# EXERCISE
Please count the lines in the material below that include "clip". Reply with the number alone.

#### SUPPLIED DATA ####

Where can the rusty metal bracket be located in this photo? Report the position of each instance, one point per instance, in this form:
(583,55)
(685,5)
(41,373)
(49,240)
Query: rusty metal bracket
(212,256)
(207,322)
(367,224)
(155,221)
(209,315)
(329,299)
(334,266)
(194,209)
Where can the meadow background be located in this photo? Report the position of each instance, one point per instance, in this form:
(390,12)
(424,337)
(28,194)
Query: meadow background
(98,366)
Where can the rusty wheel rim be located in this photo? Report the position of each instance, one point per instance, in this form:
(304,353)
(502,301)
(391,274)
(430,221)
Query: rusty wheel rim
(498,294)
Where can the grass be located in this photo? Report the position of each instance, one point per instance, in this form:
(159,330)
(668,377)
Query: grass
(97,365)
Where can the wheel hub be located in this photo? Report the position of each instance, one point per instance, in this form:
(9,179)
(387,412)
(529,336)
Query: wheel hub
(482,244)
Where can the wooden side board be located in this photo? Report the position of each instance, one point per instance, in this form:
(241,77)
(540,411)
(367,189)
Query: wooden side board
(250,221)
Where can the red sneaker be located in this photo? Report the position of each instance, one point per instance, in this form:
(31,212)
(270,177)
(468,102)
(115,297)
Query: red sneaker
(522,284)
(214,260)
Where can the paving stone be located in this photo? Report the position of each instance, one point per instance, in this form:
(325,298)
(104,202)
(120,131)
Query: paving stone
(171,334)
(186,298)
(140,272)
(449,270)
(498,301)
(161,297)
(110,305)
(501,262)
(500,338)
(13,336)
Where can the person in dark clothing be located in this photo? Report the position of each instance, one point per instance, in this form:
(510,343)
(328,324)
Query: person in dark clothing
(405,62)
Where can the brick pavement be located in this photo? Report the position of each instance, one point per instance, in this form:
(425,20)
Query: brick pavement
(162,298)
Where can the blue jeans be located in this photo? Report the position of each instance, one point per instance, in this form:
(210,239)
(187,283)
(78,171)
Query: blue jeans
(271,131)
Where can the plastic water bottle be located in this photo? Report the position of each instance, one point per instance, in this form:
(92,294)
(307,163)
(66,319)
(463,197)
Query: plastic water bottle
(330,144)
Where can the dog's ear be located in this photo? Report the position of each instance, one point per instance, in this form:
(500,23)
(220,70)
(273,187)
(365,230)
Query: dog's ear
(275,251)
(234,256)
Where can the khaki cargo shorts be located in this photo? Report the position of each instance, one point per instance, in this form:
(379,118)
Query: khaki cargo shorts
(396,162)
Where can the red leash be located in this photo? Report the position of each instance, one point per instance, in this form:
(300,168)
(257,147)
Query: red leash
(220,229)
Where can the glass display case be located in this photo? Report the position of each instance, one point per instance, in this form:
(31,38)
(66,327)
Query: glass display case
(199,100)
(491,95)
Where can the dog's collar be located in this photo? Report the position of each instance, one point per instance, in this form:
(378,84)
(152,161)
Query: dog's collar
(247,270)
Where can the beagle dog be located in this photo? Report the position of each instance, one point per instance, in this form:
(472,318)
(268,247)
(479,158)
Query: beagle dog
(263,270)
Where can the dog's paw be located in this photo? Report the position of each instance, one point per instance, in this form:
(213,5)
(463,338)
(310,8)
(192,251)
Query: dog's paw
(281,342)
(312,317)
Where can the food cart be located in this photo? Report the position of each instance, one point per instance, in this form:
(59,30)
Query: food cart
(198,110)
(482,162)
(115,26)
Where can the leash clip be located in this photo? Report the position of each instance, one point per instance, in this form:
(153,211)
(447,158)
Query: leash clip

####

# SOLUTION FOR THIS PROBLEM
2